#### Exercise:
A word-for-word copy of the data, with no images, is the required answer.
--
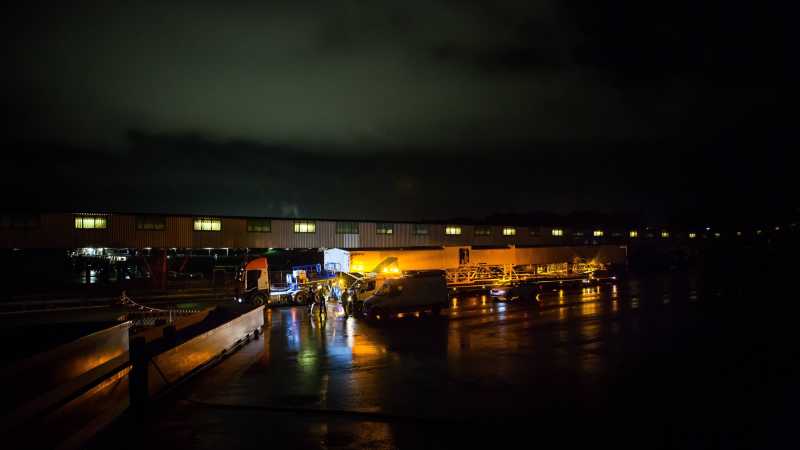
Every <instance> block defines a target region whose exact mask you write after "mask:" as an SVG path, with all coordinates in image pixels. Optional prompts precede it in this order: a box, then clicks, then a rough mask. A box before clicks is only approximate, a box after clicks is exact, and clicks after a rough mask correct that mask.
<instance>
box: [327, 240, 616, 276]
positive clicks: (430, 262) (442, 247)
mask: <svg viewBox="0 0 800 450" xmlns="http://www.w3.org/2000/svg"><path fill="white" fill-rule="evenodd" d="M626 258H627V254H626V248H625V247H620V246H616V245H596V246H575V247H530V248H520V247H503V248H474V247H440V248H433V249H430V248H429V249H419V250H372V249H358V250H343V249H338V248H334V249H328V250H325V253H324V259H325V264H326V265H327V264H329V263H333V264H337V265H338V266H339V267H341V270H342V271H344V272H376V273H392V272H394V273H398V272H400V271H406V270H450V269H457V268H459V267H464V266H477V265H496V266H501V265H510V266H530V265H540V266H541V265H548V264H559V263H573V262H575V261H592V262H595V263H597V264H601V265H604V266H609V265H621V264H624V263H625V260H626Z"/></svg>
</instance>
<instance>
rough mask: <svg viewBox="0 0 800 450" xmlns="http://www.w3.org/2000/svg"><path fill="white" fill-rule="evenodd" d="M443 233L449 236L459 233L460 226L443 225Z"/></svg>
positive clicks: (460, 230)
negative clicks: (443, 229)
mask: <svg viewBox="0 0 800 450" xmlns="http://www.w3.org/2000/svg"><path fill="white" fill-rule="evenodd" d="M444 234H449V235H451V236H453V235H458V234H461V227H460V226H458V225H448V226H446V227H444Z"/></svg>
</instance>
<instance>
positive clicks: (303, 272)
mask: <svg viewBox="0 0 800 450" xmlns="http://www.w3.org/2000/svg"><path fill="white" fill-rule="evenodd" d="M338 272H339V271H338V266H336V265H334V264H326V265H325V266H324V268H323V266H322V265H321V264H310V265H304V266H292V273H291V274H287V279H286V282H285V283H284V282H283V280H280V281H279V280H270V277H269V262H268V261H267V258H266V257H265V256H262V257H259V258H255V259H253V260H251V261H249V262H248V263H247V264H245V266H244V268H243V270H242V273H241V275H240V283H239V284H238V286H237V287H238V292H237V293H236V301H238V302H240V303H252V304H255V305H264V304H268V305H290V304H296V303H304V302H305V301H306V298H305V294H307V289H308V288H309V287H313V286H315V285H317V284H332V282H333V281H335V279H336V276H337V274H338Z"/></svg>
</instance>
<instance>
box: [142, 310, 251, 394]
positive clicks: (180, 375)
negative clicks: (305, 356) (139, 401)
mask: <svg viewBox="0 0 800 450" xmlns="http://www.w3.org/2000/svg"><path fill="white" fill-rule="evenodd" d="M262 326H264V307H263V306H260V307H258V308H256V309H254V310H252V311H249V312H247V313H245V314H242V315H241V316H239V317H237V318H236V319H234V320H232V321H230V322H228V323H226V324H224V325H221V326H219V327H217V328H214V329H213V330H210V331H207V332H205V333H203V334H201V335H199V336H197V337H194V338H192V339H190V340H188V341H186V342H184V343H183V344H180V345H178V346H177V347H175V348H173V349H171V350H167V351H166V352H164V353H161V354H160V355H157V356H155V357H153V359H152V362H151V364H150V365H149V368H148V374H147V378H148V392H149V393H150V395H151V396H152V395H155V394H157V393H158V392H159V391H161V390H162V389H164V388H165V387H167V386H168V385H170V384H172V383H174V382H176V381H178V380H180V379H181V378H183V377H184V376H186V375H187V374H188V373H190V372H191V371H193V370H195V369H196V368H198V367H200V366H202V365H203V364H206V363H207V362H209V361H211V360H212V359H213V358H215V357H217V356H219V355H220V354H222V353H223V352H226V351H228V350H230V349H231V348H232V347H234V346H235V345H236V343H237V342H239V341H240V340H241V339H243V338H245V337H246V336H247V335H248V334H250V333H252V332H253V331H255V330H260V329H261V327H262Z"/></svg>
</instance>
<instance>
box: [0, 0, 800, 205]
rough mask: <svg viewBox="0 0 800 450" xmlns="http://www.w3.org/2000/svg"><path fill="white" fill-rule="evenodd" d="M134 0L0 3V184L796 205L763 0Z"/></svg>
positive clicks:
--
#### Response:
Every <instance> block defines a target region whose exact mask you write after "mask:" as an SVG path, with all coordinates in image pixels. Optional prompts precede it in this order: a box, then clicks, then a rough mask. A box before clicks is only approximate, a box after clicks is exact, and clicks after a rough mask correct that mask.
<instance>
box: [327, 240, 616, 276]
positive clicks: (430, 262) (442, 247)
mask: <svg viewBox="0 0 800 450" xmlns="http://www.w3.org/2000/svg"><path fill="white" fill-rule="evenodd" d="M626 258H627V254H626V248H625V247H620V246H616V245H596V246H575V247H530V248H520V247H503V248H474V247H440V248H433V249H430V248H429V249H419V250H372V249H358V250H343V249H338V248H334V249H328V250H325V253H324V259H325V264H326V265H327V264H329V263H333V264H337V265H338V266H339V267H341V270H342V271H344V272H376V273H392V272H394V273H398V272H400V271H406V270H450V269H457V268H459V267H464V266H477V265H496V266H501V265H510V266H530V265H540V266H541V265H548V264H559V263H573V262H575V261H592V262H595V263H597V264H601V265H604V266H609V265H621V264H624V263H625V260H626Z"/></svg>
</instance>
<instance>
rough mask: <svg viewBox="0 0 800 450" xmlns="http://www.w3.org/2000/svg"><path fill="white" fill-rule="evenodd" d="M443 233L449 236L459 233L460 226L443 225Z"/></svg>
positive clicks: (460, 230)
negative clicks: (443, 229)
mask: <svg viewBox="0 0 800 450" xmlns="http://www.w3.org/2000/svg"><path fill="white" fill-rule="evenodd" d="M444 234H449V235H451V236H453V235H458V234H461V227H460V226H458V225H448V226H446V227H444Z"/></svg>
</instance>
<instance>
positive clicks: (303, 272)
mask: <svg viewBox="0 0 800 450" xmlns="http://www.w3.org/2000/svg"><path fill="white" fill-rule="evenodd" d="M338 272H339V271H338V266H336V265H334V264H326V265H325V266H324V268H323V266H322V265H321V264H310V265H304V266H292V273H291V274H287V279H286V282H285V283H284V282H283V280H280V281H279V280H270V277H269V262H268V261H267V258H266V257H265V256H262V257H259V258H255V259H253V260H251V261H249V262H248V263H247V264H245V266H244V268H243V270H242V273H241V275H240V283H239V284H238V286H237V287H238V292H237V293H236V301H238V302H240V303H252V304H255V305H264V304H268V305H290V304H296V303H304V302H305V301H306V298H305V294H307V289H308V288H309V287H313V286H315V285H317V284H332V282H333V281H335V279H336V276H337V274H338Z"/></svg>
</instance>
<instance>
box: [142, 310, 251, 394]
positive clicks: (180, 375)
negative clicks: (305, 356) (139, 401)
mask: <svg viewBox="0 0 800 450" xmlns="http://www.w3.org/2000/svg"><path fill="white" fill-rule="evenodd" d="M262 326H264V307H263V306H260V307H258V308H256V309H254V310H252V311H249V312H247V313H245V314H242V315H241V316H239V317H237V318H236V319H234V320H232V321H230V322H228V323H226V324H224V325H221V326H219V327H217V328H214V329H213V330H210V331H207V332H205V333H203V334H201V335H199V336H197V337H194V338H192V339H190V340H188V341H186V342H184V343H183V344H180V345H178V346H177V347H175V348H173V349H171V350H167V351H166V352H164V353H161V354H160V355H157V356H155V357H153V359H152V362H151V364H150V365H149V368H148V374H147V378H148V392H149V393H150V395H151V396H152V395H155V394H157V393H158V392H159V391H161V390H162V389H164V388H165V387H167V386H168V385H170V384H172V383H174V382H176V381H178V380H180V379H181V378H183V377H184V376H186V375H187V374H188V373H190V372H191V371H193V370H195V369H196V368H198V367H200V366H202V365H203V364H206V363H207V362H209V361H211V360H212V359H213V358H215V357H217V356H219V355H220V354H222V353H223V352H226V351H228V350H230V349H231V348H232V347H234V346H235V345H236V343H237V342H239V341H240V340H241V339H243V338H245V337H246V336H247V335H248V334H250V333H252V332H253V331H255V330H260V329H261V327H262Z"/></svg>
</instance>
<instance>
box: [0, 0, 800, 205]
rough mask: <svg viewBox="0 0 800 450" xmlns="http://www.w3.org/2000/svg"><path fill="white" fill-rule="evenodd" d="M134 0L0 3V184L796 205L763 0Z"/></svg>
positive clicks:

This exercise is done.